Dataset entries:
::::::::::

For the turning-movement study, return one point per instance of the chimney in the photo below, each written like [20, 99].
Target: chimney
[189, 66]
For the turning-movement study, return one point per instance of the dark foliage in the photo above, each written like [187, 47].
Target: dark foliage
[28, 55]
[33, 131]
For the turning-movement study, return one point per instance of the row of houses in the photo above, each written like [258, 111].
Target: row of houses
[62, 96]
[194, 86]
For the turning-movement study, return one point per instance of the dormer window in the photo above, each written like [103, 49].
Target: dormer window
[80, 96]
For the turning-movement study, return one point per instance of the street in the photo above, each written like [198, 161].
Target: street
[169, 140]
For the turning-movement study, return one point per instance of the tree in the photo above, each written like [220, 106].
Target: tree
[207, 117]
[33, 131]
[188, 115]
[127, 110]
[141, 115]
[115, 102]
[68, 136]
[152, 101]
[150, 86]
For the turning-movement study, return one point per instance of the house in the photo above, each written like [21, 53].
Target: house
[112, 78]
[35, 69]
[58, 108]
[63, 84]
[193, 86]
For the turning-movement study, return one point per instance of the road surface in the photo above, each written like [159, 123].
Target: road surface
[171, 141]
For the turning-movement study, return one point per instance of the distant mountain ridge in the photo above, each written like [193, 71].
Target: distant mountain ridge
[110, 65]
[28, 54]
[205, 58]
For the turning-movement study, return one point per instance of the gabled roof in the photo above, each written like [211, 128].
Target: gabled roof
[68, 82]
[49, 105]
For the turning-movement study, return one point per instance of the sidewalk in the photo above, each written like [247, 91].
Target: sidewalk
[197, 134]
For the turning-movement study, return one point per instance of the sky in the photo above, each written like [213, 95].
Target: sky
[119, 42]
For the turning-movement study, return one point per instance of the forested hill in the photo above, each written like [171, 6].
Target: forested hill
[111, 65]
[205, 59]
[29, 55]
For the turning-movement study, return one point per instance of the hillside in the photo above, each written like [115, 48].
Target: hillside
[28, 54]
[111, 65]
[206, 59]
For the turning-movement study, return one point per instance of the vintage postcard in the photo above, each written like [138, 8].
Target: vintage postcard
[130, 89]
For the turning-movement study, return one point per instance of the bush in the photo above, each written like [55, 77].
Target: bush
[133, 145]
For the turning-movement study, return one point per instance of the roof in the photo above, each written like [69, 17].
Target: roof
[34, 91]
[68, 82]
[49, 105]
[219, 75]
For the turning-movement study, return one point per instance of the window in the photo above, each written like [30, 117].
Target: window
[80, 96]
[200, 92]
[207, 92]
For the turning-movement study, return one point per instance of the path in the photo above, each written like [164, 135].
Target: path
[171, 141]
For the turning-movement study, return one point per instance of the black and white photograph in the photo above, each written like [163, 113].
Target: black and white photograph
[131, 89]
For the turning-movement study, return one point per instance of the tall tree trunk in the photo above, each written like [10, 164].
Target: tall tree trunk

::::::::::

Task to carry out: Recopy the records without any alteration.

Result of the exercise:
For the turning-movement study, return one point per instance of the chimney in the photo below, each written like [20, 99].
Target: chimney
[189, 66]
For the turning-movement study, return one point per instance of the dark foliage in the photo above, each written like [187, 47].
Target: dark foliage
[28, 55]
[33, 131]
For the turning-movement study, return one point per instance of the row of houses in the photo above, each written like [258, 111].
Target: row of houses
[62, 96]
[194, 86]
For the turning-movement study, return one point per instance of the dormer window in the photo above, each written like [103, 49].
Target: dormer window
[80, 96]
For the turning-movement study, return one point per instance of the street in the photo above, each written like [198, 161].
Target: street
[169, 140]
For the turning-movement study, return one point per instance of the tree in the photo above, each written like [220, 106].
Target: tree
[207, 117]
[33, 131]
[188, 115]
[127, 110]
[141, 115]
[115, 102]
[68, 136]
[152, 101]
[150, 86]
For the turning-movement study, return one point per instance of the house in the photo above, each written like [21, 53].
Target: house
[112, 78]
[35, 69]
[58, 108]
[63, 84]
[193, 86]
For the turning-movement study, return one point per instance of the road surface in the photo above, each written like [159, 123].
Target: road surface
[171, 141]
For the turning-movement study, return one point per instance of the distant mountain ridge in the photo above, each written like [193, 71].
Target: distant mountain ridge
[110, 65]
[28, 54]
[205, 58]
For the turning-movement study, return one point per instance of the gabled roof in the photo above, each written like [211, 128].
Target: gabled roof
[68, 82]
[49, 105]
For the turning-movement study, return one point per instance of the sidewalk in the photo above, each written like [247, 91].
Target: sidewalk
[197, 134]
For the turning-movement study, return one point per instance of the sky in the photo above, each written like [213, 95].
Target: sky
[119, 42]
For the turning-movement study, return one point per instance of the forested hill in the photo above, each written like [171, 6].
Target: forested hill
[111, 65]
[205, 59]
[29, 55]
For the turning-movement study, return one point per instance of the hillside in the photo above, each written like [115, 48].
Target: hillside
[28, 54]
[111, 65]
[206, 59]
For the turning-movement study, return one point per instance of the vintage postcard in the photo above, each written like [138, 8].
Target: vintage postcard
[130, 89]
For the turning-movement study, return one point per instance of the bush in the photo above, each written like [55, 77].
Target: bush
[133, 145]
For the turning-movement study, return one point per instance of the roof in the photo above, each written like [69, 17].
Target: roof
[34, 91]
[68, 82]
[49, 105]
[219, 75]
For the turning-movement study, return one point per instance of the window in the photo above, each written like [30, 117].
Target: window
[80, 96]
[200, 92]
[207, 92]
For the turning-movement study, return one point per instance of the path in the photo above, each written like [164, 135].
Target: path
[171, 141]
For the turning-movement study, return one point per instance of the black and white photograph in the photo above, each written like [163, 113].
Target: black and white photograph
[131, 89]
For the turning-movement study, return one point per instance of the tall tree trunk in the photo above, each written like [10, 164].
Target: tall tree trunk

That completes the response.